▸ What the task requires
Copy the data below word for word, leaving out the picture.

▸ Task input

★ ★ ★

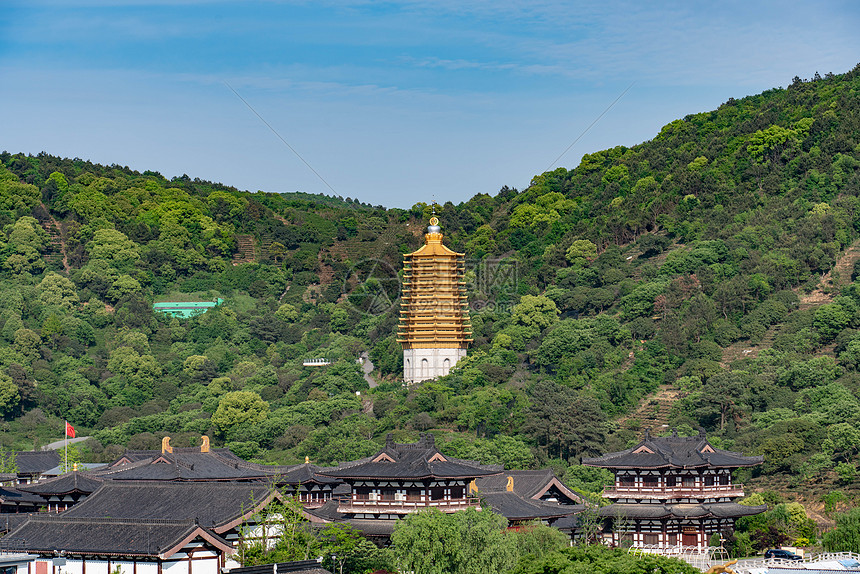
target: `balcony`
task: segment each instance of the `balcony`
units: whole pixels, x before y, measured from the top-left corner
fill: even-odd
[[[742,484],[714,484],[712,486],[607,486],[603,489],[604,498],[735,498],[744,495]]]
[[[477,498],[452,498],[442,500],[427,500],[421,496],[394,497],[380,496],[371,499],[368,495],[353,495],[338,505],[338,512],[344,514],[411,514],[425,508],[437,508],[442,512],[456,512],[466,508],[477,507]]]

★ ★ ★

▸ Output of the task
target: `balcony`
task: segment each instance of the `balcony`
units: whole pixels, x before y, measured from the top-left corner
fill: even-odd
[[[742,484],[714,484],[712,486],[607,486],[603,489],[604,498],[735,498],[744,495]]]
[[[477,498],[452,498],[442,500],[427,500],[421,496],[394,497],[380,496],[371,499],[368,495],[353,495],[338,505],[338,512],[344,514],[411,514],[425,508],[437,508],[442,512],[456,512],[466,508],[477,507]]]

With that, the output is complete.